Records of labeled points:
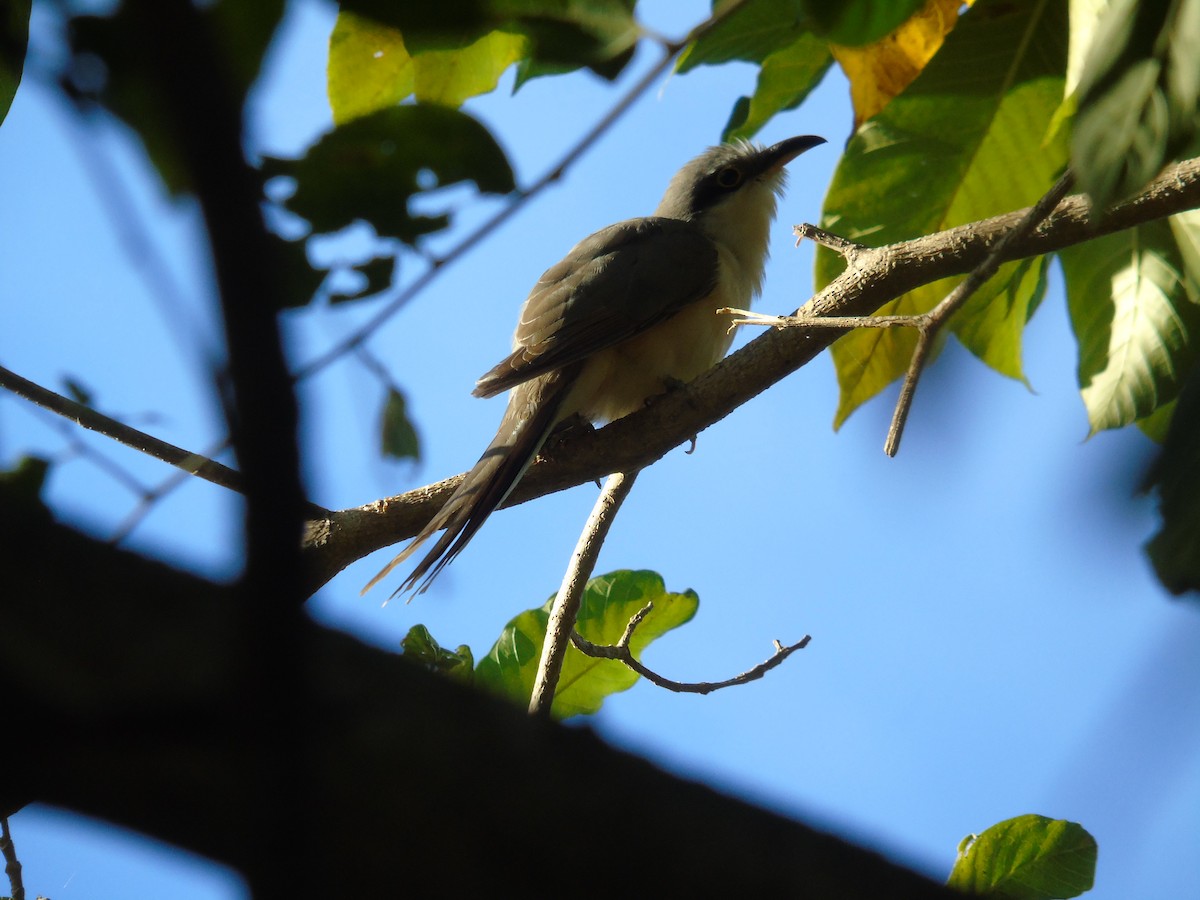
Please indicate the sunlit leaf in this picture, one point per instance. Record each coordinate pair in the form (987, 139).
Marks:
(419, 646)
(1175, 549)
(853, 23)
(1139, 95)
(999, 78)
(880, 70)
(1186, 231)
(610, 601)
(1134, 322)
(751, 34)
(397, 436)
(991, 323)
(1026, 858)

* * *

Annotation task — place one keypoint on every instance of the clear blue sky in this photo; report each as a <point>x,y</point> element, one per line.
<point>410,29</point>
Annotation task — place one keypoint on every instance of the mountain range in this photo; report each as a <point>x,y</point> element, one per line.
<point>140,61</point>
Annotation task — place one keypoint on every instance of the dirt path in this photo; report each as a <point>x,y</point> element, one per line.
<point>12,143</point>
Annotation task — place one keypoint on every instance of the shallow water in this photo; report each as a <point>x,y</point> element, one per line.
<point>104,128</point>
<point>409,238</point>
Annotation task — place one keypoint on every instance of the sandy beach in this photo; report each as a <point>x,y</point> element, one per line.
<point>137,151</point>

## [TASK]
Return, without any alteration, the items starting with the line that contains "of the shallow" and continuing through the line that contains "<point>137,151</point>", including both of those lines.

## [OUTPUT FOR THIS EXERCISE]
Annotation task — place one keypoint on every instance of the shallow water in this photo; report each as a <point>x,y</point> element, one per line.
<point>104,128</point>
<point>409,238</point>
Annotation task — place one keypoint on every instance of the sandy beach in this photo; report each as a <point>x,y</point> element, one per line.
<point>137,151</point>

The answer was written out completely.